## Exercise details
Every entry should be repeated exactly. Omit the pictures.

## Data in this exercise
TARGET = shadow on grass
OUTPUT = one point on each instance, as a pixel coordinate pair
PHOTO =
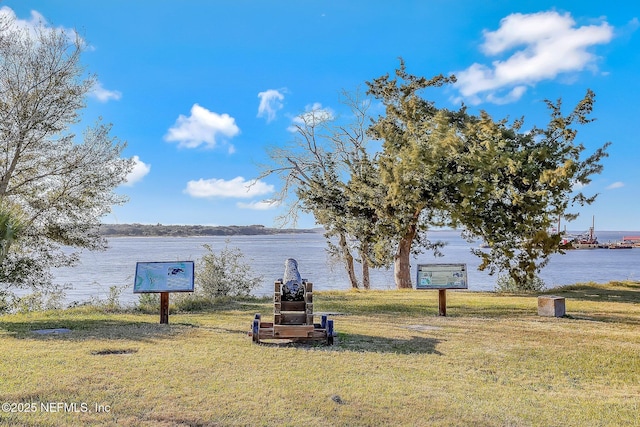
(611, 292)
(366, 343)
(376, 344)
(84, 329)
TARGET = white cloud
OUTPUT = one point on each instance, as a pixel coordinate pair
(262, 205)
(615, 185)
(140, 170)
(202, 127)
(104, 95)
(270, 104)
(546, 44)
(36, 21)
(237, 187)
(313, 115)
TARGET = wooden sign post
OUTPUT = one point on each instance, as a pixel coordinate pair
(164, 307)
(442, 302)
(162, 278)
(442, 277)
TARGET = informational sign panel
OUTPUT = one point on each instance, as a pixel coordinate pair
(164, 277)
(442, 276)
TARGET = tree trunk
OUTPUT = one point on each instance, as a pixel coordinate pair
(402, 258)
(348, 261)
(366, 281)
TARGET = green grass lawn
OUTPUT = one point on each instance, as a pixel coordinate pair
(491, 362)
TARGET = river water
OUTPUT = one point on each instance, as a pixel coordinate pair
(98, 271)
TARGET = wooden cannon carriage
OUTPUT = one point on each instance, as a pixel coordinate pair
(293, 319)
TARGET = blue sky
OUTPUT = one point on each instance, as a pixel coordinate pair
(200, 88)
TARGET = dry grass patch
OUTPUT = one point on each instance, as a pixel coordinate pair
(491, 361)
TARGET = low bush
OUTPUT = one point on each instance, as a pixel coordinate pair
(506, 284)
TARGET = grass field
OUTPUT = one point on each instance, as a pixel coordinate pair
(491, 362)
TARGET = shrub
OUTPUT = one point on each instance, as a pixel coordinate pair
(506, 283)
(225, 273)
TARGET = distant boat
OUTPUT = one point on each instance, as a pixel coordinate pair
(619, 245)
(587, 240)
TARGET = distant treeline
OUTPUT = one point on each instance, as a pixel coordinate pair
(158, 230)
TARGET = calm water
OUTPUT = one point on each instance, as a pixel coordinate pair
(98, 271)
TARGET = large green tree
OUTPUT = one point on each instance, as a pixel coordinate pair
(60, 186)
(324, 171)
(449, 168)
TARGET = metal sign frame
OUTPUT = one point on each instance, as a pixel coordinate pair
(159, 277)
(442, 276)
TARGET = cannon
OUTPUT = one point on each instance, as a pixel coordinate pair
(293, 317)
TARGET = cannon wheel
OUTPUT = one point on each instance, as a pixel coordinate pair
(329, 332)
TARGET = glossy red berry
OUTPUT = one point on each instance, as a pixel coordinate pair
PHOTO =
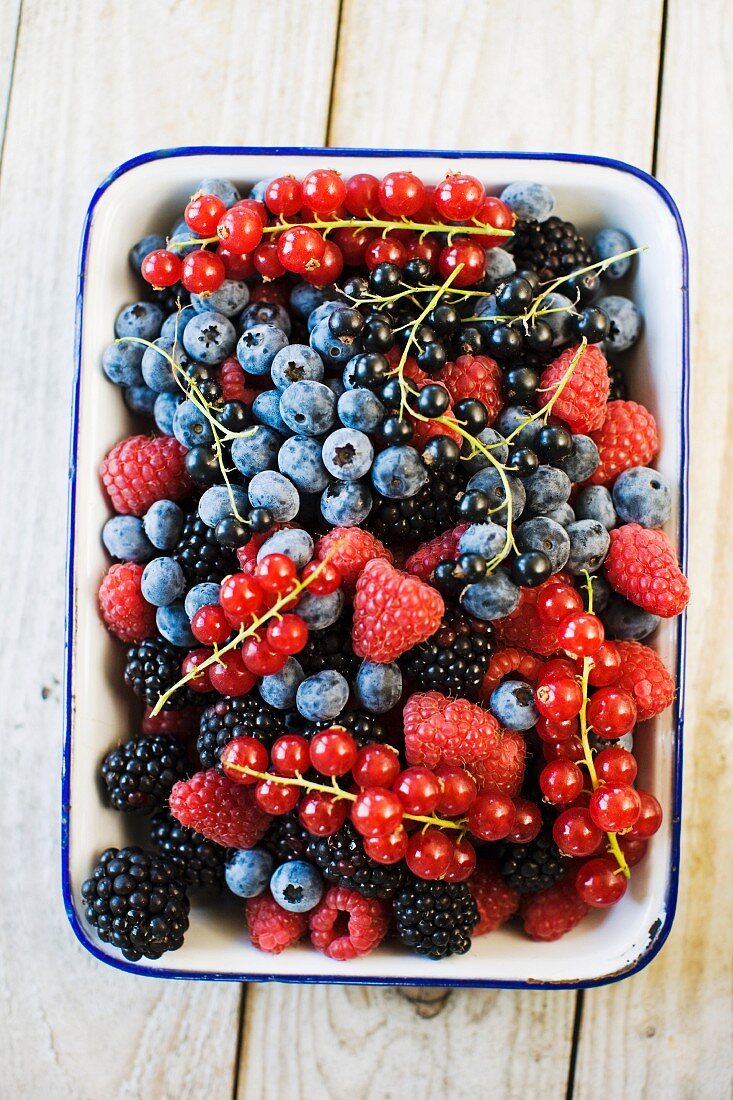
(600, 883)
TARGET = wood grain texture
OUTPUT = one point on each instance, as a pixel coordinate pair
(91, 87)
(365, 1042)
(668, 1032)
(499, 75)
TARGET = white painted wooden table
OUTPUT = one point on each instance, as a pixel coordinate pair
(83, 86)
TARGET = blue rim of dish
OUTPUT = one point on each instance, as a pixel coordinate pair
(657, 937)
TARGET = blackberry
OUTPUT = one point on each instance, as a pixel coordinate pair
(549, 248)
(151, 668)
(342, 860)
(236, 717)
(198, 553)
(532, 867)
(452, 660)
(137, 902)
(435, 919)
(423, 516)
(139, 774)
(199, 862)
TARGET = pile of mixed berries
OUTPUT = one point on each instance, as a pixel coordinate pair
(385, 568)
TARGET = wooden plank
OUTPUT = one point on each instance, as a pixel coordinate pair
(550, 75)
(91, 87)
(667, 1032)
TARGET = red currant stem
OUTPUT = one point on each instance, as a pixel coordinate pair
(338, 792)
(588, 754)
(244, 633)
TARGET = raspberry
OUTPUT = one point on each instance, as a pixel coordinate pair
(367, 924)
(392, 612)
(627, 438)
(351, 548)
(644, 675)
(581, 405)
(550, 913)
(504, 661)
(442, 547)
(127, 614)
(271, 927)
(141, 470)
(474, 376)
(221, 811)
(455, 732)
(494, 899)
(642, 565)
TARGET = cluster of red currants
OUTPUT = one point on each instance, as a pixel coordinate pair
(269, 594)
(313, 227)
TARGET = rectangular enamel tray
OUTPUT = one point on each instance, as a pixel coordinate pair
(143, 196)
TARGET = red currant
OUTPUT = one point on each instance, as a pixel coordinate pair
(611, 712)
(161, 267)
(243, 752)
(575, 833)
(600, 883)
(418, 790)
(491, 816)
(429, 854)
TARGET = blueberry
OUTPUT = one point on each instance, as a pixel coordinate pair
(624, 321)
(512, 703)
(294, 363)
(142, 319)
(199, 596)
(320, 612)
(294, 543)
(216, 504)
(296, 886)
(121, 364)
(528, 199)
(492, 598)
(379, 686)
(547, 490)
(163, 523)
(276, 493)
(398, 472)
(265, 407)
(209, 338)
(174, 625)
(611, 242)
(281, 688)
(626, 622)
(256, 450)
(594, 502)
(323, 696)
(589, 545)
(248, 871)
(346, 504)
(308, 408)
(545, 535)
(299, 459)
(162, 582)
(124, 538)
(642, 496)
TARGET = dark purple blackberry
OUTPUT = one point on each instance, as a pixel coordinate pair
(532, 867)
(435, 919)
(455, 659)
(549, 248)
(137, 902)
(152, 668)
(227, 718)
(198, 553)
(200, 862)
(139, 774)
(342, 860)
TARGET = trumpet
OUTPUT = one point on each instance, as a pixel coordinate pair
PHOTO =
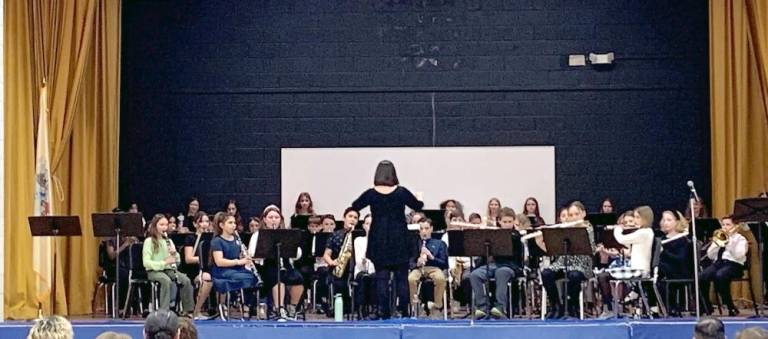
(720, 237)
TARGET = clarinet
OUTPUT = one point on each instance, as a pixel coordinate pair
(244, 253)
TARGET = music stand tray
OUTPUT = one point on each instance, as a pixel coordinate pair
(437, 217)
(706, 227)
(54, 226)
(602, 219)
(750, 209)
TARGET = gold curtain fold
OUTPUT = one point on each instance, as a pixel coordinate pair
(75, 45)
(738, 67)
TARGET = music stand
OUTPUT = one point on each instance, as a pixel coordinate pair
(438, 219)
(567, 241)
(706, 227)
(488, 243)
(106, 225)
(753, 210)
(602, 219)
(277, 244)
(54, 226)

## Problem solution
TARGET = shadow on grass
OUTPUT = one point on each instance, as a pixel coordinate pair
PHOTO =
(611, 292)
(366, 343)
(376, 344)
(84, 329)
TARGET = white cloud
OUTPUT = one point on each instance, as a pixel coordinate pair
(262, 205)
(615, 185)
(140, 170)
(202, 127)
(104, 95)
(270, 104)
(546, 44)
(36, 21)
(237, 187)
(313, 115)
TARGET = wooden sign post
OUTPUT = one point on each instance, as a pixel coordinate pair
(164, 307)
(442, 302)
(162, 278)
(442, 277)
TARGET = informational sign panel
OUTPUT = one point on each instance, as a pixel coordinate pair
(164, 277)
(442, 276)
TARGET = tree trunk
OUTPUT = one point on each instance, as a pixel coordinate pair
(402, 258)
(348, 261)
(366, 281)
TARGET = green grass lawn
OUTPUT = one point on each instance, as a pixel coordinate pair
(491, 362)
TARGET = river water
OUTPUT = one point on each instance, as a pixel coordinate pair
(98, 271)
TARGET = wooden cannon carriage
OUTPUT = one point on each instance, as a pixel coordinate pair
(293, 319)
TARGET = blue sky
OUTPUT = one point on each instance, as a pixel coordinate pair
(200, 88)
TARGET = dry grass patch
OUTPUT = one point on each instance, as a pixel coordinate pair
(491, 361)
TARGET = low bush
OUTPUT = one point on each instance, as a pixel coordinate pair
(506, 284)
TARGET = grass field
OUTPUT = one point on each instance, as a pixel coordinate pair
(491, 362)
TARGET = shrub
OUTPUT = one point on each instance, as a pixel coordinate pair
(506, 283)
(225, 273)
TARGET = distant boat
OUTPUT = one point on each instance, as a pixel coordinate pair
(619, 245)
(587, 240)
TARGET = distant treeline
OUTPUT = one point on each instance, as a pixel coordinate pair
(158, 230)
TARGET = calm water
OUTPUT = one point on each instance, as a pixel coordinate pair
(98, 271)
TARGET = large green tree
OUTPUT = one point on each instance, as a pixel coordinate pair
(60, 186)
(324, 171)
(449, 168)
TARGET = metal sign frame
OUTPUT = one point on each instance, as a pixel coordinate pair
(159, 277)
(442, 276)
TARGET = cannon
OUTPUT = one point on each instance, as a pixel coordinate pair
(293, 317)
TARGET = cannon wheel
OUTPUT = one point on each instance, as a pixel coordinate pair
(329, 332)
TARGET = glossy red berry
OUTPUT = one point on each instance, as a pixel coordinate pair
PHOTO =
(600, 883)
TARGET = wood grain texture
OUTPUT = one point on each instance, as a pixel coordinate pair
(91, 87)
(365, 1042)
(668, 1032)
(499, 75)
TARGET = white painted wooden table
OUTPUT = one point on each instance, as a pixel coordinate pair
(83, 86)
TARGET = blue rim of dish
OUTPUT = one point on each instance, as a pixel coordinate pair
(657, 937)
TARGET = blackberry
OUTPUT = one point on each instance, as a pixel coordinate pair
(549, 248)
(151, 668)
(342, 860)
(236, 717)
(198, 553)
(532, 867)
(452, 660)
(137, 902)
(435, 919)
(423, 516)
(139, 774)
(199, 862)
TARGET = pile of mixed berries
OUTPUT = one point on each instance, as a pixel coordinate pair
(385, 568)
TARGET = wooden plank
OUTPUT = one point on each instance, as a pixel coordinate pair
(550, 75)
(91, 87)
(667, 1032)
TARGET = red currant stem
OUTPUT = one point on each instance, as a pixel coordinate pair
(338, 792)
(588, 754)
(244, 633)
TARGET = raspberry
OUTPUT = one point on each instance, as a pixel coordinate pair
(367, 924)
(392, 612)
(627, 438)
(351, 548)
(644, 675)
(581, 405)
(550, 913)
(504, 661)
(442, 547)
(127, 614)
(271, 927)
(141, 470)
(474, 376)
(221, 811)
(455, 732)
(494, 899)
(642, 565)
TARGET = cluster of red currants
OUTPUT = one point on each instance, as a pixel coordinate pair
(269, 594)
(313, 227)
TARGET = rectangular enamel tray
OUTPUT = one point on each instance, as a pixel coordinate pair
(143, 196)
TARGET = red currant
OUTPUT = one point on each instance, as a pixel coordinate pair
(611, 712)
(161, 267)
(243, 752)
(575, 833)
(600, 883)
(418, 790)
(491, 816)
(429, 854)
TARGET = blueberry
OUTPUT = one point on each instance, as a pixel coordinate pair
(624, 321)
(512, 703)
(294, 363)
(142, 319)
(199, 596)
(320, 612)
(294, 543)
(216, 504)
(296, 886)
(121, 364)
(528, 199)
(492, 598)
(379, 686)
(547, 490)
(163, 523)
(276, 493)
(398, 472)
(265, 407)
(209, 338)
(174, 625)
(611, 242)
(281, 688)
(626, 622)
(256, 450)
(594, 502)
(323, 696)
(589, 545)
(248, 871)
(346, 504)
(308, 408)
(545, 535)
(299, 459)
(162, 582)
(124, 538)
(642, 496)
TARGET = dark purple blackberry
OUTPUT = one point on each instance, as a pixel coordinate pair
(532, 867)
(435, 919)
(455, 659)
(549, 248)
(137, 902)
(152, 668)
(227, 718)
(198, 553)
(200, 862)
(139, 774)
(342, 860)
TARGET = trumpet
OUTPUT = one point on each instance, as a pixel coordinate pair
PHOTO =
(720, 237)
TARGET = clarinet
OUTPUT = one point on each instance, as a pixel coordinate pair
(244, 253)
TARGET = music stand tray
OUTPUT = one point on each instance, as a pixel coordinate pair
(437, 217)
(706, 227)
(54, 226)
(602, 219)
(750, 209)
TARGET = gold curtain fold
OUTPUT = one point on each instance, as a pixel coordinate pair
(75, 45)
(738, 67)
TARGET = music stand
OUTPUT = one point on each instance, as a pixel coordinate pair
(438, 219)
(567, 241)
(706, 227)
(488, 243)
(106, 225)
(753, 210)
(602, 219)
(277, 244)
(54, 226)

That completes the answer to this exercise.